> **SELECTED PASSAGE**
— Start —

2015-09-05 Thread Marty Lederman
Sorry, I had not previously seen Eugene's post on the VC:

https://www.washingtonpost.com/news/volokh-conspiracy/wp/2015/09/04/when-does-your-religion-legally-excuse-you-from-doing-part-of-your-job/

Eugene argues that perhaps Davis is entitled under the Kentucky RFRA to
have her office (that is, her deputies) issue licenses without her name
appearing on them.  For reasons I've already offered, I don't think this is
right, because I don't think there's a substantial burden on her religious
exercise.

But more to the point, and even if I'm wrong about the substantial burden
point:  Davis doesn't think the Kentucky RFRA permits that resolution,
either.  She is not trying to have her office issue licenses without her
name--to the contrary, she has tried to *forbid her deputies *to issue
licenses without her name, because she thinks that Kentucky law, as a whole
(even including its RFRA), does not allow it (i.e., such licenses would not
be valid).  Her argument, instead, is that the Kentucky RFRA should afford
her the authority to *prohibit the office from issuing licenses altogether*,
because the Kentucky legislature *could* amend the marriage licensing law
to provide that the Clerk's name can be omitted, i.e., because a lesser
restrictive alternative law is in some sense available to the Commonwealth
-- albeit one it has not yet enacted.

On Sat, Sep 5, 2015 at 10:50 AM, Marty Lederman 
wrote:

> FWIW, my effort to make sense (?) of the mess; please let me know if I've
> gotten anything wrong (or if anyone has a transcript of the contempt
> hearing on Thursday, which might help explain things).  Thanks
>
> http://balkin.blogspot.com/2015/09/does-anyone-have-any-idea-whats.html
>
> On Thu, Sep 3, 2015 at 5:49 PM, Marty Lederman 
> wrote:
>
>> The reports I've seen (e.g.,
>> http://www.nytimes.com/2015/09/04/us/kim-davis-same-sex-marriage.html)
>> do not make clear exactly what's happening, other than that Davis is
>> incarcerated.
>>
>> 1.  Is the County Executive Judge now issuing certificates and licenses
>> (which might ironically eliminate the grounds for Davis's contempt
>> incarceration . . . until she refuses to allow the documents to be issued
>> to the next couple that appears)?
>>
>> 2.  What was the deal the judge offered her, regarding her deputies
>> issuing the documents?  Did she refuse it because her name would continue
>> to appear on the two lines?  Or did the judge say that she could omit her
>> name and she still refused?
>>
>> Thanks in advance for any info, or, better yet, links to actual documents.

— End —

> **DATASET CONTENT**
— Start —

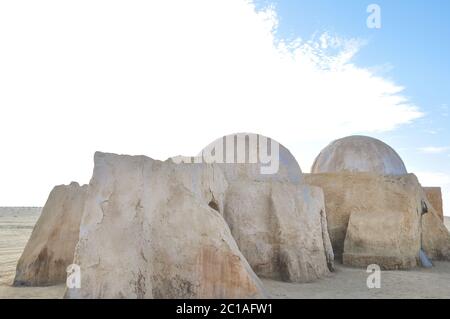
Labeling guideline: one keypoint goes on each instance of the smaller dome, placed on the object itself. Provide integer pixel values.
(359, 154)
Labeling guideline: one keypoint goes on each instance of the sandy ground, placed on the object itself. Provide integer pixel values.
(350, 283)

— End —

> **TASK LIST**
(1) Do the following statements agree with the email thread about Kim Davis above? Answer yes or no for each, and quote the words from the thread that decide it.
(a) Eugene argues that Davis may be entitled under the Kentucky RFRA to have her office issue licenses without her name on them.
(b) The writer believes there is a substantial burden on Davis's religious exercise.
(c) The Kentucky legislature has already enacted a law allowing the Clerk's name to be left off marriage licenses.
(2) Return the passage of the email thread about Kim Davis above that starts at "But more to" and ends at "not yet enacted.", copied word for word.

> **ANSWER LIST**
(1)
(a) Yes: "Eugene argues that perhaps Davis is entitled under the Kentucky RFRA to have her office (that is, her deputies) issue licenses without her name appearing on them."
(b) No: "I don't think there's a substantial burden on her religious exercise."
(c) No: "albeit one it has not yet enacted."

(2)
But more to the point, and even if I'm wrong about the substantial burden
point:  Davis doesn't think the Kentucky RFRA permits that resolution,
either.  She is not trying to have her office issue licenses without her
name--to the contrary, she has tried to *forbid her deputies *to issue
licenses without her name, because she thinks that Kentucky law, as a whole
(even including its RFRA), does not allow it (i.e., such licenses would not
be valid).  Her argument, instead, is that the Kentucky RFRA should afford
her the authority to *prohibit the office from issuing licenses altogether*,
because the Kentucky legislature *could* amend the marriage licensing law
to provide that the Clerk's name can be omitted, i.e., because a lesser
restrictive alternative law is in some sense available to the Commonwealth
-- albeit one it has not yet enacted.